▶ **Short task**
Can you retype only the lines from the one with "One point goes on each instance of the steel" through the final line of the material, exactly as given?

▶ **Collected data entries**

◆ ◆ ◆

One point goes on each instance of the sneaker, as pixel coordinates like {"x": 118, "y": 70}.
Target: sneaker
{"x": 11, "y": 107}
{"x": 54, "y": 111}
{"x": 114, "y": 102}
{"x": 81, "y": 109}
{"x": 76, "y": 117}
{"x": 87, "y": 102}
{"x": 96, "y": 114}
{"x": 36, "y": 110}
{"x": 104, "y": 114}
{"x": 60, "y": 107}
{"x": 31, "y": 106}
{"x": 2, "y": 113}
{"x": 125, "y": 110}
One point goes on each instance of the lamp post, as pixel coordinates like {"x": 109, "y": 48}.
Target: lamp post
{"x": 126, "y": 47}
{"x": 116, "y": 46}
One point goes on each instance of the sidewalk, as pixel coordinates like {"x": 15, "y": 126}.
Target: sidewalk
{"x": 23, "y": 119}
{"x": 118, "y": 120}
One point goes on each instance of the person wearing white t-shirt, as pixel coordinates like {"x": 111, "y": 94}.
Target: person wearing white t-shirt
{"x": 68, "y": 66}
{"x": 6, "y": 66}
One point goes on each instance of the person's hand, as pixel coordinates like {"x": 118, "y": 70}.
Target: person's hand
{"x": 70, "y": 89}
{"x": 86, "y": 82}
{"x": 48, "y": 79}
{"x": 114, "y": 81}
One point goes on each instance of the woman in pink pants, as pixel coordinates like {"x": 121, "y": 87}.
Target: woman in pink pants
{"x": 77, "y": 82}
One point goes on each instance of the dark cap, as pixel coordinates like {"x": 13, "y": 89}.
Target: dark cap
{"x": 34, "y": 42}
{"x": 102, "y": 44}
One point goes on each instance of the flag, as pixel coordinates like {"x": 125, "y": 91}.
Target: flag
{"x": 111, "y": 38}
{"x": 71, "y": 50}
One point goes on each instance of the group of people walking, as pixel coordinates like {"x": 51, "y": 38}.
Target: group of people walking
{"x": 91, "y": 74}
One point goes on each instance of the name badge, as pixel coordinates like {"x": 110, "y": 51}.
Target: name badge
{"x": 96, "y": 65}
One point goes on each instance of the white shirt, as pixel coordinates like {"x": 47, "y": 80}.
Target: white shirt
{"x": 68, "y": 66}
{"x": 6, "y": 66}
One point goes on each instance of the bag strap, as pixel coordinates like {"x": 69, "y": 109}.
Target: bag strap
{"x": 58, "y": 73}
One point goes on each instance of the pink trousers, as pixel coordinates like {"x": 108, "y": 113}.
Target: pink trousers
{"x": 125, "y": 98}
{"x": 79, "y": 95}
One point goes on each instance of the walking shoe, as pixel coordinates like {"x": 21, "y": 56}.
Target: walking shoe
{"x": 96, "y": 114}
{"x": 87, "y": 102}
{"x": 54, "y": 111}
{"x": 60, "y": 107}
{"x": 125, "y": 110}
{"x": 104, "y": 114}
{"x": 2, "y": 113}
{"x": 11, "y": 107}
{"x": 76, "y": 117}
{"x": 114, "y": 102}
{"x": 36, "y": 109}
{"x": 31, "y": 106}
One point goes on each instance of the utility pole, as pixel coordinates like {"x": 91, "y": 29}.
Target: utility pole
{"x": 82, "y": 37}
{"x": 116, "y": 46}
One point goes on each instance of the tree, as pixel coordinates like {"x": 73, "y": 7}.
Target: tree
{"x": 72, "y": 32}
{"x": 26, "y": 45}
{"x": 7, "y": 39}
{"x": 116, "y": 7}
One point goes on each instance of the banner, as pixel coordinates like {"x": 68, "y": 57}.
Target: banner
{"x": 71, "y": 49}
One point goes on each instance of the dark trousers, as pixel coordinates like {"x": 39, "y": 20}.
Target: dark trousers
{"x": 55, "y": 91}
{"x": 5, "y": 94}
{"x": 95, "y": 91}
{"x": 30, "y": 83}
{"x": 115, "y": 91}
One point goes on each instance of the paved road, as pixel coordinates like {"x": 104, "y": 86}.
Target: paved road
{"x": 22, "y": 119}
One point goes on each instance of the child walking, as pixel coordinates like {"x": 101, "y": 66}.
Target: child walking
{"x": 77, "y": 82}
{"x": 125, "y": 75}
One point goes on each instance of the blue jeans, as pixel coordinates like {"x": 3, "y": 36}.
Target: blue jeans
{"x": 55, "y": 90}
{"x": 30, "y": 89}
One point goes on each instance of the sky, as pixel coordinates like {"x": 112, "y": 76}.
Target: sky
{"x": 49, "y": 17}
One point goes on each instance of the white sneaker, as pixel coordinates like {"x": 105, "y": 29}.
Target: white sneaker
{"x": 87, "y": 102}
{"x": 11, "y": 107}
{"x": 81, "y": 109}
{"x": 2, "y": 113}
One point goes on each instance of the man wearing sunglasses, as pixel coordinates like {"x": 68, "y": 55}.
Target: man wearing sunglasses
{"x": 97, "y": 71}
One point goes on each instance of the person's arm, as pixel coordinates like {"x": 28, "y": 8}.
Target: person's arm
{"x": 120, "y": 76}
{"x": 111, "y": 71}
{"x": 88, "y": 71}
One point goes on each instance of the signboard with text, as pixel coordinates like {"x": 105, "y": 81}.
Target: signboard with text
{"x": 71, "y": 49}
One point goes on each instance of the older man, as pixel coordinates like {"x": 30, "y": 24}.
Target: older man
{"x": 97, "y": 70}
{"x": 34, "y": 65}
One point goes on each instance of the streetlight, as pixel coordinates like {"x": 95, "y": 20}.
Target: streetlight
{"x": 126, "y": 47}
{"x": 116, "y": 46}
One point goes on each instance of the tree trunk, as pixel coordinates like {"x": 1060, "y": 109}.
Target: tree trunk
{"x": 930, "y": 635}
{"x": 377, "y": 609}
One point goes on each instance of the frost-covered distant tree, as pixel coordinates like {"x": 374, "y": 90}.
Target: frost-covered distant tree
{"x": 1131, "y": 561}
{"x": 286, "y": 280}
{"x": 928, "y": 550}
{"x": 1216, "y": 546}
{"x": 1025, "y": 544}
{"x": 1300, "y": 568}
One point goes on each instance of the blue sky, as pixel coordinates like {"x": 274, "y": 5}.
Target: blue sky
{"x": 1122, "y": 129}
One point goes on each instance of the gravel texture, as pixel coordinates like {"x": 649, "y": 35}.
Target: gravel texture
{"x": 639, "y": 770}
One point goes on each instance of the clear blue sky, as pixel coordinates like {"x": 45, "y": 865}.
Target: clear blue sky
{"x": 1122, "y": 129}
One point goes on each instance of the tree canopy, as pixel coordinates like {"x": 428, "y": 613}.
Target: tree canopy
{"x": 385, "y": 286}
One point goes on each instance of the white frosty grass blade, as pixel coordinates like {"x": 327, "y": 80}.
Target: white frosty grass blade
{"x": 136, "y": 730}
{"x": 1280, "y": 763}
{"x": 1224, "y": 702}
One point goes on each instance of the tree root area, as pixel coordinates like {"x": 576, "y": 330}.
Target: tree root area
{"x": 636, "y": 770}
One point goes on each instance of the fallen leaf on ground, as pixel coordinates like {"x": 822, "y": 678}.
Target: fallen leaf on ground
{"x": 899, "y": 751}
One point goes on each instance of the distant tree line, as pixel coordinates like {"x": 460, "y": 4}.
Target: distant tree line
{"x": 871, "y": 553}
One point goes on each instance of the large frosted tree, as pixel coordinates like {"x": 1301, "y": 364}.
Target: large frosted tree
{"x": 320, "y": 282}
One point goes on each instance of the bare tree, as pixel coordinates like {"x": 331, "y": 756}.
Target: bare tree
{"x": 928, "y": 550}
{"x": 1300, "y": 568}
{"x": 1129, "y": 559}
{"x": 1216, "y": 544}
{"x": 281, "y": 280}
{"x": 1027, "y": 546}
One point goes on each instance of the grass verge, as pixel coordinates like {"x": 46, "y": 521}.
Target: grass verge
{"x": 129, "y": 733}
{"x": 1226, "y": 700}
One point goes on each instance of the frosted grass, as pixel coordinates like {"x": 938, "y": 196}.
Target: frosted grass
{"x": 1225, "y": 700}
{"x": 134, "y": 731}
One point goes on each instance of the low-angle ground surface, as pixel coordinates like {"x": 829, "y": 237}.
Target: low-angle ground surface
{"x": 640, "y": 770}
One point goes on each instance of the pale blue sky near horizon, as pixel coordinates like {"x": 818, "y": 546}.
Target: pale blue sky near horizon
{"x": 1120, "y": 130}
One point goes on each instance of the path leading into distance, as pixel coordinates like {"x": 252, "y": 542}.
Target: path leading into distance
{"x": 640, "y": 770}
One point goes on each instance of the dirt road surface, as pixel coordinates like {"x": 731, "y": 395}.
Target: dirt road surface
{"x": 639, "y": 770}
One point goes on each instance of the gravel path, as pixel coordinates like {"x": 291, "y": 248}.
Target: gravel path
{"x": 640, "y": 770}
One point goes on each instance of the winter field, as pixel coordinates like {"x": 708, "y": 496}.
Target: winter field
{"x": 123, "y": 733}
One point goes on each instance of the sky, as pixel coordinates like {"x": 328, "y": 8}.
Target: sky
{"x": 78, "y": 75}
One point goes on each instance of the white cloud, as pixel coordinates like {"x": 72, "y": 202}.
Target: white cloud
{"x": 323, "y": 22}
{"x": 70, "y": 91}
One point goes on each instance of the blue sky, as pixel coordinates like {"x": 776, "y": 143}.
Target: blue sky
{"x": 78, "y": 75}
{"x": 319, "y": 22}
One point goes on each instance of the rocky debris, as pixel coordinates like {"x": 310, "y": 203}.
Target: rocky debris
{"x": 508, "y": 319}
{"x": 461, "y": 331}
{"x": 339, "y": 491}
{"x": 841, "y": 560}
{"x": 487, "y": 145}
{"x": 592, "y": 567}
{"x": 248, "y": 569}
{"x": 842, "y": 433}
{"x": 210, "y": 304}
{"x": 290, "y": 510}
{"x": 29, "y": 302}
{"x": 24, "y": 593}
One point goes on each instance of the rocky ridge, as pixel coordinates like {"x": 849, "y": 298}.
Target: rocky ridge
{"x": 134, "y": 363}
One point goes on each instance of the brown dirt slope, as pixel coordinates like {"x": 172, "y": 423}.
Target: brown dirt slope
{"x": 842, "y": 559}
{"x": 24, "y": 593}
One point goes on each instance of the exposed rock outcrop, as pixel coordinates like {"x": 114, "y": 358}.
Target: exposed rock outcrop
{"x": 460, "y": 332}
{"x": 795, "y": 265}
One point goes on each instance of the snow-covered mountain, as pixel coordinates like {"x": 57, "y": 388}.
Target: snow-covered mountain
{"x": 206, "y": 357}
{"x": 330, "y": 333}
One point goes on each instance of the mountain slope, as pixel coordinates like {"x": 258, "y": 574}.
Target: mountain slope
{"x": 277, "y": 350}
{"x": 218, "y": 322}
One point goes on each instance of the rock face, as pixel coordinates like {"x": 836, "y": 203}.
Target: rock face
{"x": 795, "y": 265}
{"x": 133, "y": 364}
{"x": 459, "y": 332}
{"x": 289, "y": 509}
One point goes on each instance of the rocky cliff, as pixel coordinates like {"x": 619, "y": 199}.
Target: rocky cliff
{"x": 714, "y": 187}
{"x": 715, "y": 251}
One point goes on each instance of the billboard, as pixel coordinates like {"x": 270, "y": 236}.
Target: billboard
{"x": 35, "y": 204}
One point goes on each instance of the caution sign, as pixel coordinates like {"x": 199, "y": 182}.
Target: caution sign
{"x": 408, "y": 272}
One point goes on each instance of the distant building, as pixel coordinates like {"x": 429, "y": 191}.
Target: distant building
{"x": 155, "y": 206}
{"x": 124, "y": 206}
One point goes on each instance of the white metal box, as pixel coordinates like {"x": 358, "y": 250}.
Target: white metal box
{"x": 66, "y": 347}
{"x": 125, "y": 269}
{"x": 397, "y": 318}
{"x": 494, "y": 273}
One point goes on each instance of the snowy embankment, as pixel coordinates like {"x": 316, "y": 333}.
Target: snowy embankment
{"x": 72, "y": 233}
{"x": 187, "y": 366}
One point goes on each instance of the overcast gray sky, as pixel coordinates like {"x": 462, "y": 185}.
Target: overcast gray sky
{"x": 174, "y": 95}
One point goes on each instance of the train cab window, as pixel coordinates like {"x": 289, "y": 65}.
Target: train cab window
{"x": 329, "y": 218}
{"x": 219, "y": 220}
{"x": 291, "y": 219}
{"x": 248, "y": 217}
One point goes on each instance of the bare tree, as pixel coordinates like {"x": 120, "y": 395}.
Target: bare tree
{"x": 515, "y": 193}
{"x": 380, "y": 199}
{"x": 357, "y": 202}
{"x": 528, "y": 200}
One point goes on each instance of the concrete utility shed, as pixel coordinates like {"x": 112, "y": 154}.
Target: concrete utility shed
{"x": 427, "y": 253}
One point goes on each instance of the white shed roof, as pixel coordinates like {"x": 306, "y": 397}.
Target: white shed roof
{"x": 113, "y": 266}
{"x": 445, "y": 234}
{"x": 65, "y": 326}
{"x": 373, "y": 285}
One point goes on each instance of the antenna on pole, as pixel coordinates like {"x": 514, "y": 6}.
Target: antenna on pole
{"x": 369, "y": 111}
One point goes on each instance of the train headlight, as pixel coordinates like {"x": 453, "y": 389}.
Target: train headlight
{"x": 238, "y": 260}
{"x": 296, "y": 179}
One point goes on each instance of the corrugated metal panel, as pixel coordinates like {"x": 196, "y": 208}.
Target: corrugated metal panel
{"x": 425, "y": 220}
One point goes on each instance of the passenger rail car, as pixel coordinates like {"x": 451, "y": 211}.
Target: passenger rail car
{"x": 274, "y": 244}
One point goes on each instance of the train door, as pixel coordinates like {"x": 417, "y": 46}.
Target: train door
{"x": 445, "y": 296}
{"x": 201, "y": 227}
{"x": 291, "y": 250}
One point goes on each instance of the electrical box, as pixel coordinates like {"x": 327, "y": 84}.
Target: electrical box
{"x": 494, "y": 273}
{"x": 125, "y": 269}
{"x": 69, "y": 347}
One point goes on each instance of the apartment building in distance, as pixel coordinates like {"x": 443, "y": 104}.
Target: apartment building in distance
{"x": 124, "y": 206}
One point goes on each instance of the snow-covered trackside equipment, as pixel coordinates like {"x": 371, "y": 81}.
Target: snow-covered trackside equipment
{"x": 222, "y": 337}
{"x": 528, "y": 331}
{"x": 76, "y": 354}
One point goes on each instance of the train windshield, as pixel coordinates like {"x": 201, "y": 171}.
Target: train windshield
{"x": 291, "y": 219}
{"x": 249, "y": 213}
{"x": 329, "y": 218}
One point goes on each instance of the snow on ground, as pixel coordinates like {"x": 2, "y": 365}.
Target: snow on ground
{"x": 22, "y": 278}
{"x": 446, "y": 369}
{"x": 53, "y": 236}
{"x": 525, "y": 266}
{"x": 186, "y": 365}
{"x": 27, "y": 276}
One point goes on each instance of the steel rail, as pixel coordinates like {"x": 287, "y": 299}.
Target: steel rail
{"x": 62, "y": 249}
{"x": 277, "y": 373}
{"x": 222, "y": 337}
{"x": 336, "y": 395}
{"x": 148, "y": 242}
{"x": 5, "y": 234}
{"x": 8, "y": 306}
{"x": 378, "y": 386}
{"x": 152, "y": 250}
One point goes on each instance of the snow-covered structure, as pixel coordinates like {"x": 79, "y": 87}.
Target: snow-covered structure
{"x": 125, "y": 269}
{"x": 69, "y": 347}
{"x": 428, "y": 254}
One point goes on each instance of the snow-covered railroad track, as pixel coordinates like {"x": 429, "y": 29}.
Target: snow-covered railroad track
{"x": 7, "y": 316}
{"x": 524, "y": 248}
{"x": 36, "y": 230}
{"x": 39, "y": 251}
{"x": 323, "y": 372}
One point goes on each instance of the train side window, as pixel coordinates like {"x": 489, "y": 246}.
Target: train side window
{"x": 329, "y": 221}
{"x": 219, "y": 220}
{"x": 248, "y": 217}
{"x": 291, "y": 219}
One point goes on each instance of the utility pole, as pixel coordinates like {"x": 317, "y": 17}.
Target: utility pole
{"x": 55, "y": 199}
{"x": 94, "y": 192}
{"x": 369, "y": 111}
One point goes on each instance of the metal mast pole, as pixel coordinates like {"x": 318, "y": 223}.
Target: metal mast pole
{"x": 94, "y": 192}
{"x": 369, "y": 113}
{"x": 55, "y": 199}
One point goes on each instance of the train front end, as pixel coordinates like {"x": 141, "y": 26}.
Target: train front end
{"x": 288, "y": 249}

◆ ◆ ◆

▶ **Final result**
One point goes on each instance of the steel rail, as pixel coordinates like {"x": 287, "y": 299}.
Target: steel rail
{"x": 62, "y": 249}
{"x": 277, "y": 373}
{"x": 222, "y": 337}
{"x": 336, "y": 395}
{"x": 148, "y": 242}
{"x": 5, "y": 234}
{"x": 8, "y": 306}
{"x": 378, "y": 386}
{"x": 152, "y": 250}
One point goes on each instance of the snow-covered structure, as pixel coordinates like {"x": 79, "y": 87}.
Target: snow-covered structure
{"x": 125, "y": 269}
{"x": 69, "y": 347}
{"x": 428, "y": 254}
One point goes on each instance of the snow-covered railroad track, as pixel coordinates like {"x": 429, "y": 29}.
Target: snow-covered railroad track
{"x": 7, "y": 316}
{"x": 524, "y": 248}
{"x": 36, "y": 230}
{"x": 39, "y": 251}
{"x": 323, "y": 372}
One point goes on each instance of the train side window, as pixel coordinates like {"x": 489, "y": 246}.
Target: train side window
{"x": 329, "y": 221}
{"x": 219, "y": 220}
{"x": 248, "y": 217}
{"x": 291, "y": 219}
One point goes on each instance of the utility pole, as pixel coordinates like {"x": 317, "y": 17}.
Target: utility pole
{"x": 55, "y": 199}
{"x": 94, "y": 192}
{"x": 369, "y": 111}
One point goes on each instance of the metal mast pole, as pixel coordinates like {"x": 318, "y": 223}.
Target: metal mast pole
{"x": 94, "y": 192}
{"x": 369, "y": 113}
{"x": 55, "y": 199}
One point goes on each instance of the train front end, as pixel coordinates like {"x": 141, "y": 26}.
Target: train front end
{"x": 288, "y": 249}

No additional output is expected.